**WORK TO COMPLETE**
1 - Which actors does the Sirens piece below name as cast members?
2 - Can you shorten the paragraph in the Sirens piece below that begins "Julianne Moore plays Michaela" while keeping its main facts?

[[ GIVEN PASSAGE open ]]

Posts Tagged Julianne Moore

Sirens (2025): A Netflix Psychological Drama Unraveled


494 words, 3 minutes read time.

Sirens is a Netflix original drama series that follows Simone (Milly Alcock), a troubled young woman who becomes entangled with Michaela Kell (Julianne Moore), the glamorous but manipulative head of a falcon rescue charity. After a chance encounter, Simone is drawn into Michaela’s rarefied world, where appearances deceive and power is quietly exerted under the guise of care. As Simone begins working at the charity, her sister Devon (Meghann Fahy) grows suspicious, while their estranged father (Bill Camp) forces long-buried family tensions to the surface. Meanwhile, Michaela’s husband Peter (Kevin Bacon) wrestles with his own sense of disillusionment, especially in his fractured relationships with his children from a previous marriage—strained further by Michaela’s cold attitude towards them.

The series unfolds as a slow-burning psychological thriller and character study, exploring themes of control, vulnerability, and emotional inheritance.

Julianne Moore plays Michaela with unsettling charm. On the surface, she is composed, elegant, and philanthropic. But beneath that lies a web of emotional manipulation and covert cruelty. Her falcon rescue charity becomes a metaphor for her life—containing wildness, taming others, and displaying them on her terms.

[[ GIVEN PASSAGE closed ]]
[[ RECORD EXTRACTS open ]]

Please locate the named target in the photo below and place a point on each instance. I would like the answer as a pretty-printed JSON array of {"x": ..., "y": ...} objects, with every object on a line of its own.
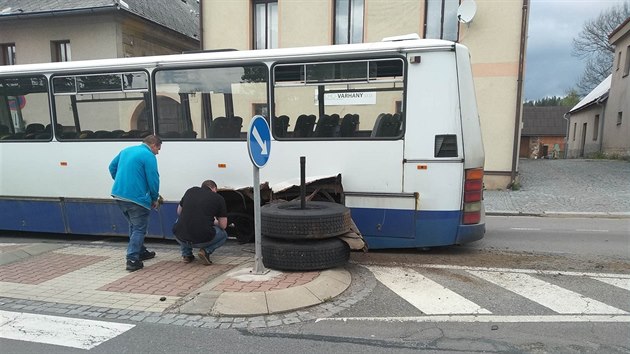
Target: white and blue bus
[{"x": 389, "y": 129}]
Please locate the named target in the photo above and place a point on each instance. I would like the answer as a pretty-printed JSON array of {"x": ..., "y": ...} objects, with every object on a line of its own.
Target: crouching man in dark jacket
[{"x": 201, "y": 223}]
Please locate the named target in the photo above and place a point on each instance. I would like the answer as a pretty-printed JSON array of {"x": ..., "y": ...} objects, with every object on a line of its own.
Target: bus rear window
[{"x": 359, "y": 99}]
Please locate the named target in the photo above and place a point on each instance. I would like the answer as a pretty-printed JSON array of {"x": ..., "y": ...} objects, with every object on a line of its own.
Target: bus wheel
[
  {"x": 241, "y": 226},
  {"x": 304, "y": 255},
  {"x": 318, "y": 220}
]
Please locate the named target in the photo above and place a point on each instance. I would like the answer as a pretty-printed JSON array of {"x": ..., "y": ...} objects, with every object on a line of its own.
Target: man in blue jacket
[{"x": 136, "y": 190}]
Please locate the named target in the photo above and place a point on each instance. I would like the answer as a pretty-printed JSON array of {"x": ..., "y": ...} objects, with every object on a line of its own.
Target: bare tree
[{"x": 592, "y": 45}]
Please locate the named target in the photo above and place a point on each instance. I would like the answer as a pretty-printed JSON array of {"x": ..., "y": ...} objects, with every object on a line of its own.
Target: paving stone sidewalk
[{"x": 566, "y": 187}]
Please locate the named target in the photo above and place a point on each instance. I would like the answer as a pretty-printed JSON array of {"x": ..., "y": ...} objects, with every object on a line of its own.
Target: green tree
[{"x": 592, "y": 45}]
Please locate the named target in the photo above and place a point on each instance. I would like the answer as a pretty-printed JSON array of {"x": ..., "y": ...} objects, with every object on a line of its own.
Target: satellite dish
[{"x": 466, "y": 11}]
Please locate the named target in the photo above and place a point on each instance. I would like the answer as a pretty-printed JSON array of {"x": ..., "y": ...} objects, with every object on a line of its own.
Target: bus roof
[{"x": 261, "y": 54}]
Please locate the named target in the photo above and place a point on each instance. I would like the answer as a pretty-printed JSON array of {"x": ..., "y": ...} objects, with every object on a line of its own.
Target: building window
[
  {"x": 348, "y": 21},
  {"x": 265, "y": 24},
  {"x": 626, "y": 68},
  {"x": 441, "y": 19},
  {"x": 7, "y": 57},
  {"x": 61, "y": 51},
  {"x": 260, "y": 109}
]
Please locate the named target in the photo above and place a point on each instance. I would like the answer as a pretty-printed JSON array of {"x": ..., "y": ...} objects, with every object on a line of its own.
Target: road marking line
[
  {"x": 549, "y": 295},
  {"x": 621, "y": 283},
  {"x": 423, "y": 293},
  {"x": 490, "y": 318},
  {"x": 64, "y": 331},
  {"x": 526, "y": 271}
]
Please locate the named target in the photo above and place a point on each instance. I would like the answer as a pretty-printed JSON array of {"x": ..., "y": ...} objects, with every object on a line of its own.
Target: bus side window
[
  {"x": 102, "y": 106},
  {"x": 24, "y": 111}
]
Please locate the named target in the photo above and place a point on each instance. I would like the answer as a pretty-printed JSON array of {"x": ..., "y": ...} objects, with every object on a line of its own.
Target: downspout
[
  {"x": 601, "y": 123},
  {"x": 567, "y": 117},
  {"x": 519, "y": 91}
]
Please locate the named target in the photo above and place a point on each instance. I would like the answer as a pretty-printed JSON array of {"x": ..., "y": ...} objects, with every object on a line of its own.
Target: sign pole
[
  {"x": 258, "y": 146},
  {"x": 259, "y": 268}
]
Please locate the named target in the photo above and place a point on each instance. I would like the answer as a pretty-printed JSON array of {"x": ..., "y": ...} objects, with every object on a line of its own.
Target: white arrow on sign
[{"x": 260, "y": 142}]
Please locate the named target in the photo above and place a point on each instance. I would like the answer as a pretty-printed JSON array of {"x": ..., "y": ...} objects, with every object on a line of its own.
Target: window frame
[
  {"x": 123, "y": 90},
  {"x": 61, "y": 50},
  {"x": 352, "y": 27},
  {"x": 271, "y": 20},
  {"x": 428, "y": 19},
  {"x": 377, "y": 79},
  {"x": 7, "y": 56}
]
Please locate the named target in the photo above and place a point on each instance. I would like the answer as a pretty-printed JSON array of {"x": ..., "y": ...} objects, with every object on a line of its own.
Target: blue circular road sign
[{"x": 259, "y": 141}]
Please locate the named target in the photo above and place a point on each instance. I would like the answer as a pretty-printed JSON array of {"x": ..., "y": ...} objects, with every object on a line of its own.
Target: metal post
[
  {"x": 259, "y": 268},
  {"x": 302, "y": 182}
]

[[ RECORD EXTRACTS closed ]]

**RESULTS FOR EACH TASK**
1 -
Milly Alcock
Julianne Moore
Meghann Fahy
Bill Camp
Kevin Bacon

2 - Julianne Moore gives Michaela an unsettling charm. She seems composed, elegant and philanthropic but hides emotional manipulation and covert cruelty. Her falcon rescue charity serves as a metaphor for her life: containing wildness, taming others and displaying them on her terms.